EXERCISE DETAILS: Copy the lines of the listing from the line with "Mark the wide" up to and including its last line, substituting "broad river" for "wide river" and changing nothing else.

begin LISTED ENTRIES

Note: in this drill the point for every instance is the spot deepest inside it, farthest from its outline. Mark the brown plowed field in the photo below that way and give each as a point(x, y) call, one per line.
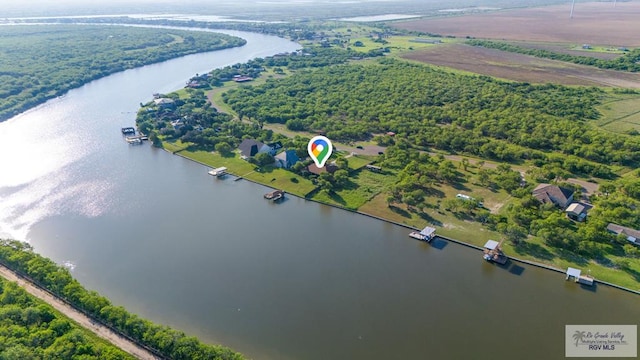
point(520, 67)
point(592, 23)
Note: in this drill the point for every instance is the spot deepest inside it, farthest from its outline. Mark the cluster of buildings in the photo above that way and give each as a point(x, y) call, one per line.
point(282, 159)
point(576, 210)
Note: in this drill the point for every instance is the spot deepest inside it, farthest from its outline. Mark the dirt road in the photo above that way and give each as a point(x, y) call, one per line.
point(77, 316)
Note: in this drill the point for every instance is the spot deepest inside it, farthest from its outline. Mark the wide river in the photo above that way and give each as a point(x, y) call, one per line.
point(298, 280)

end LISTED ENTRIES

TASK OUTPUT:
Note: in this drill the point for every instance is the spot deepest inside it, farthest from its outline. Mark the broad river in the photo above that way and give each as a point(x, y) call, one per line.
point(298, 280)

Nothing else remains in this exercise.